>> BEGIN

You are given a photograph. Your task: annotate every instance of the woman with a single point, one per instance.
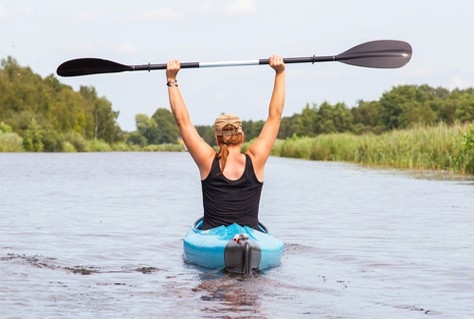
(231, 181)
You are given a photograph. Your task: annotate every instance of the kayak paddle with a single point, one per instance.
(374, 54)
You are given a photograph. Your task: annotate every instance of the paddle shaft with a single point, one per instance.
(193, 65)
(374, 54)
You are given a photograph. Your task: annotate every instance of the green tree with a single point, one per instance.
(32, 139)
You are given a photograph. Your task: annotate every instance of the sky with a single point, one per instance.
(43, 34)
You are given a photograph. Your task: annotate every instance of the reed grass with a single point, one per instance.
(438, 147)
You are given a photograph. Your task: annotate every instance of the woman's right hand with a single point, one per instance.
(172, 69)
(276, 62)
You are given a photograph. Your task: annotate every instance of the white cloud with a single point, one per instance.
(26, 10)
(127, 48)
(459, 83)
(242, 7)
(3, 12)
(165, 13)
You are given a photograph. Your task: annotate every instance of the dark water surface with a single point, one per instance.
(99, 235)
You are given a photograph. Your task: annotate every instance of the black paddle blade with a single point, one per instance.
(388, 54)
(87, 66)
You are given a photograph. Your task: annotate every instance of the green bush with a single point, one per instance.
(464, 159)
(99, 146)
(10, 142)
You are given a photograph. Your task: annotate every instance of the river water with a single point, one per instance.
(99, 235)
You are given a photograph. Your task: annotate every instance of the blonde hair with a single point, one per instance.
(223, 142)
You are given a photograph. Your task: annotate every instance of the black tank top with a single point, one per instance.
(231, 201)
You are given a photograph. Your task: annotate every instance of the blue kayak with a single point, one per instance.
(234, 248)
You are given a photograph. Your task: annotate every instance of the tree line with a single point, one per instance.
(47, 115)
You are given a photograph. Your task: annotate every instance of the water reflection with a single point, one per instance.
(231, 295)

>> END

> _What you are asked to do_
In the listing above, find the line containing "surface with a single point, one per instance." and please quote exactly that line through the last one, and no other lines.

> _Task answer_
You are given a photograph. Your task: annotate every instance of the dark water surface with a single point, one per instance.
(99, 235)
You are given a photograph. Your task: annotate every instance of the black paddle blade with a single point, one per instance.
(388, 54)
(87, 66)
You are given a photograph. Your task: annotate every instance of the green bush with a single point, one per instance.
(464, 159)
(99, 146)
(10, 142)
You are given a photograph. Your task: annotate every instance of the river water with a single point, one per instance.
(99, 235)
You are given a photograph. Your task: annotate every instance of the blonde hair with a single point, one per instance.
(223, 142)
You are given a photograph. Your task: annotate every instance of the black tank top with a single point, one per instance.
(231, 201)
You are given a photograph. Your task: annotate every instance of the blue kayak with a single point, one per instance.
(234, 248)
You are given a photograph. Your task: annotate every instance of the tree line with a single point, one per instance.
(47, 115)
You are given a photograph. Your task: annotate every instance of the water reflection with a single point, one per instance.
(231, 295)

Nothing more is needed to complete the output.